● **PASSAGE PROVIDED**:
## start
The idea behind this project was that I acknowledged there was a gap in the market for this app. With the popularity of League of Legends and the growth of eSports, adoption of this product would grow with the increased usage of mobile devices. What was required was to develop the model enough so that Riot Games could identify that making their Fantasy LCS more accessible would promote visibility and engagement of the product.

Team/Duration: 3 (UX/UI Designer, Interaction Designer, UX Researcher) / 3 Weeks, from concept to prototype.

Tools: Whiteboard, Photoshop, Illustrator, Excel, Google Forms, Justinmind

Methods: Competitive/Comparative Analysis, User Survey, Persona Generation, Product Breakdown, Interaction Modeling, Wireframes, Usability Testing, Visual Mock-up

"...making their Fantasy LCS more accessible would promote visibility and engagement of the product."

_The Challenge

The desktop version of the Fantasy LCS product is complex! Deriving its mechanics from Fantasy Sports models that you would find on Yahoo! and similar sports statistics websites, being able to isolate the important aspects into a mobile app PLUS introducing features that are heightened for a mobile experience versus desktop.


There were two things that needed to be understood:

  1. What does the Fantasy LCS product share with other Fantasy Sports products?

  2. What is the Minimal Value Product (MVP) that can be translated from desktop to mobile?


Through user surveys from a demographic that plays fantasy sports, we ascertained the prominent activities and details that were valuable to players. Furthermore, these details allowed us to prioritize and emphasize what is shown and how they relate within the mobile model.

Our primary target was the Draft Pick. Matchmaking, statistic tracking, and even the chat model, all were secondary. If the Draft Pick didn't work, nothing else would matter!
## end
● **DIRECTIVE 1**: List every tool the Fantasy LCS case study names as used on the project.

(Extracted records)
## start
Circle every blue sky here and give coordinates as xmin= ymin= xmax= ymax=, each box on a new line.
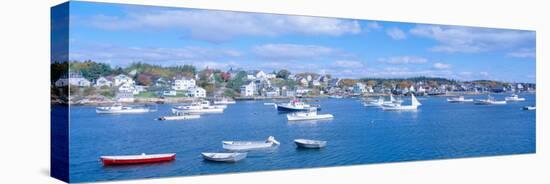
xmin=62 ymin=1 xmax=536 ymax=82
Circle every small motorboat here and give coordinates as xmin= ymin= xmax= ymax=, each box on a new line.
xmin=504 ymin=94 xmax=525 ymax=102
xmin=201 ymin=152 xmax=247 ymax=162
xmin=214 ymin=98 xmax=237 ymax=105
xmin=294 ymin=139 xmax=327 ymax=149
xmin=521 ymin=106 xmax=537 ymax=111
xmin=286 ymin=108 xmax=334 ymax=121
xmin=158 ymin=114 xmax=201 ymax=121
xmin=382 ymin=94 xmax=422 ymax=111
xmin=474 ymin=95 xmax=506 ymax=105
xmin=100 ymin=153 xmax=176 ymax=166
xmin=222 ymin=136 xmax=281 ymax=151
xmin=95 ymin=103 xmax=154 ymax=114
xmin=447 ymin=96 xmax=474 ymax=103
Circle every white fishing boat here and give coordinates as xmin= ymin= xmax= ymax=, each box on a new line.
xmin=286 ymin=108 xmax=334 ymax=121
xmin=522 ymin=106 xmax=537 ymax=111
xmin=201 ymin=152 xmax=247 ymax=162
xmin=328 ymin=95 xmax=344 ymax=99
xmin=382 ymin=93 xmax=403 ymax=106
xmin=200 ymin=100 xmax=227 ymax=109
xmin=382 ymin=94 xmax=422 ymax=111
xmin=363 ymin=97 xmax=384 ymax=107
xmin=222 ymin=136 xmax=280 ymax=151
xmin=95 ymin=103 xmax=154 ymax=114
xmin=474 ymin=95 xmax=506 ymax=105
xmin=214 ymin=98 xmax=237 ymax=105
xmin=275 ymin=99 xmax=318 ymax=112
xmin=159 ymin=114 xmax=201 ymax=121
xmin=294 ymin=139 xmax=327 ymax=149
xmin=172 ymin=101 xmax=224 ymax=114
xmin=504 ymin=94 xmax=525 ymax=102
xmin=447 ymin=96 xmax=474 ymax=103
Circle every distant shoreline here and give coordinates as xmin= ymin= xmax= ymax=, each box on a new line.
xmin=61 ymin=92 xmax=536 ymax=106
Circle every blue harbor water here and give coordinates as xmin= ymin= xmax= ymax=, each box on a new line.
xmin=70 ymin=94 xmax=536 ymax=182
## end
● **DIRECTIVE 2**: In the records, change "blue sky" to "clear sky" in the part that runs from the start of the records through the line containing "xmin=62 ymin=1 xmax=536 ymax=82", keeping all else the same. Return only that part, leaving out the pictures.

● **FULL RESPONSE 1**: Whiteboard, Photoshop, Illustrator, Excel, Google Forms, Justinmind

● **FULL RESPONSE 2**:
Circle every clear sky here and give coordinates as xmin= ymin= xmax= ymax=, each box on a new line.
xmin=62 ymin=1 xmax=536 ymax=82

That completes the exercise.